-- EXERCISE --
Update the records, starting at their beginning and ending at the line that contains "column 1040, row 567", by changing "riverbank" to "river edge". Give back only those lines, with everything else left as it is.

begin

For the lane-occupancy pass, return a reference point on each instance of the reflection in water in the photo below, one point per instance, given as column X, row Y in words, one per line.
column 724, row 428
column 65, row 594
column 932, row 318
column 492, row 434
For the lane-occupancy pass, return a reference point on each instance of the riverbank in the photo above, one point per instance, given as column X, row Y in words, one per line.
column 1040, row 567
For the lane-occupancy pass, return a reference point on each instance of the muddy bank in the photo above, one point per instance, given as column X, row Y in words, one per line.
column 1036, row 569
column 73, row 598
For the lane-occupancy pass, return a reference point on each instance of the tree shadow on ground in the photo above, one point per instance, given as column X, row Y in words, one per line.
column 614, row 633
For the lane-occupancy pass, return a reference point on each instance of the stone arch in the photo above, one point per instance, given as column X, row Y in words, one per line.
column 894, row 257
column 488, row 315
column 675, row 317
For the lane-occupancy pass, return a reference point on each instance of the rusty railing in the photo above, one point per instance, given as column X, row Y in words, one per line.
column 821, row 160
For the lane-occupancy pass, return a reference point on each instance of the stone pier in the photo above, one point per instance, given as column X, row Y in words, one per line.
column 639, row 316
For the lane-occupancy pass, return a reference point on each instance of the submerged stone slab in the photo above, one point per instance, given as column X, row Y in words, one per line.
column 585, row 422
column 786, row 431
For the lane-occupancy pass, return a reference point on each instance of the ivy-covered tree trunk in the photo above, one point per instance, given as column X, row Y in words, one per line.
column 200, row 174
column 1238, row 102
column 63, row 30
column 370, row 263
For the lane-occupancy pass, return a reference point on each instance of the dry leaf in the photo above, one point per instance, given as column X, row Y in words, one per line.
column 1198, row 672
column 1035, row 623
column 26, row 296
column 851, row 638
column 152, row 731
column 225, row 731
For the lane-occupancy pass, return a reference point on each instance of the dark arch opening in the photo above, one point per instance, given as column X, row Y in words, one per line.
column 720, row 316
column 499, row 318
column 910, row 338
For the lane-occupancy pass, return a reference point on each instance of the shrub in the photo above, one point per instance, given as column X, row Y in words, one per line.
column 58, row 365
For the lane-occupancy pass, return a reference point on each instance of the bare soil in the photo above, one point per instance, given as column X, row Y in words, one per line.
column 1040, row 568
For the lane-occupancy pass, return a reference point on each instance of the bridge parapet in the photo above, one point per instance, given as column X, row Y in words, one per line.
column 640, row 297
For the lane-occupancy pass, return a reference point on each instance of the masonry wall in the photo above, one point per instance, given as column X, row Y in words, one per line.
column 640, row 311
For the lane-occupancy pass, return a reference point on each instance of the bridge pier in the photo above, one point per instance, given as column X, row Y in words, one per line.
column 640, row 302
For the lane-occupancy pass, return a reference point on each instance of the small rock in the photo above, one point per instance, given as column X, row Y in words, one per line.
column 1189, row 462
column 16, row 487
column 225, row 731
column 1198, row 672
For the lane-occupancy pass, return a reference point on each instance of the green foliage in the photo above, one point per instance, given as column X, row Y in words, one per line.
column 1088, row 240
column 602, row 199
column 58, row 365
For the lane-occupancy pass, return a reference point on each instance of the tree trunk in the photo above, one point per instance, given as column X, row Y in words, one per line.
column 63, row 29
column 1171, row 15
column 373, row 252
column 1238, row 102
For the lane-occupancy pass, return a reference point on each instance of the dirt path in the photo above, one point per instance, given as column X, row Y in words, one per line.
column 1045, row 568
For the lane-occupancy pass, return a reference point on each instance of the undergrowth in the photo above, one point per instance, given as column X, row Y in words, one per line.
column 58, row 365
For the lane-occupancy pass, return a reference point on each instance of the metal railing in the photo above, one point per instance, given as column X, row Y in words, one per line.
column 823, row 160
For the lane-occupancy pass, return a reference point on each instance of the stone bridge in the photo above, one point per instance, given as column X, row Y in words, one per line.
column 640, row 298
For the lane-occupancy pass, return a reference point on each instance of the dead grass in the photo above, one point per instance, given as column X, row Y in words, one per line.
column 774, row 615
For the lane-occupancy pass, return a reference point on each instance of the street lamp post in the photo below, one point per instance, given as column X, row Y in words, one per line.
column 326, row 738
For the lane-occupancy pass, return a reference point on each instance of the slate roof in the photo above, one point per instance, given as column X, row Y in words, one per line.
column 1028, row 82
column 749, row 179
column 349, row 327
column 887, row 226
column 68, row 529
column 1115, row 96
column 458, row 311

end

-- RESULT FOR THIS EXERCISE --
For the lane-occupancy pass, return a reference point on each instance of the reflection in water in the photo below, one point per instance, given as column X, row Y in words, one per line.
column 724, row 428
column 65, row 594
column 932, row 318
column 492, row 434
For the lane-occupancy pass, return a reference point on each instance of the river edge in the photo above, one point per instance, given as column X, row Y in words, one per line.
column 1040, row 567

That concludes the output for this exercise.